**EXERCISE INSTRUCTIONS**
Rewrite the data below with every "keypoint" renamed to "marker" and everything else left unchanged. Leave the pictures out of your output.

──────── DATA EXCERPTS ────────

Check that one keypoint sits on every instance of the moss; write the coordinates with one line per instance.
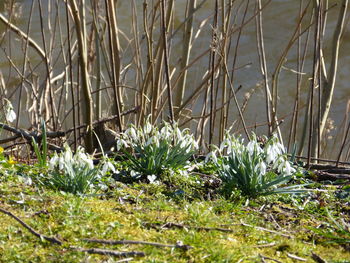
(124, 211)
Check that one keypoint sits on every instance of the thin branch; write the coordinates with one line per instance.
(31, 230)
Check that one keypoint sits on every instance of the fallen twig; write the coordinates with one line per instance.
(267, 230)
(295, 257)
(54, 240)
(181, 226)
(108, 252)
(317, 258)
(266, 245)
(31, 230)
(135, 242)
(265, 257)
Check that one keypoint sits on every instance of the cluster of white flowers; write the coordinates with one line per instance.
(79, 160)
(10, 114)
(270, 156)
(150, 135)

────────

**THE COMPLETED TASK**
Check that one marker sits on every instance of the moss; write the coordinates with one line per instance.
(124, 211)
Check that one marker sits on every instance of the thin branch; write the coordinates with one line per instance.
(31, 230)
Check that one marker sits on every instance of the fallen twig; write the coordinates with one line per instance.
(267, 230)
(295, 257)
(54, 240)
(181, 226)
(108, 252)
(317, 258)
(266, 245)
(31, 230)
(135, 242)
(265, 257)
Check that one marker sits on every instance of the cluster of white flowers; write the coordinates with one line per instance.
(79, 160)
(10, 114)
(270, 156)
(150, 135)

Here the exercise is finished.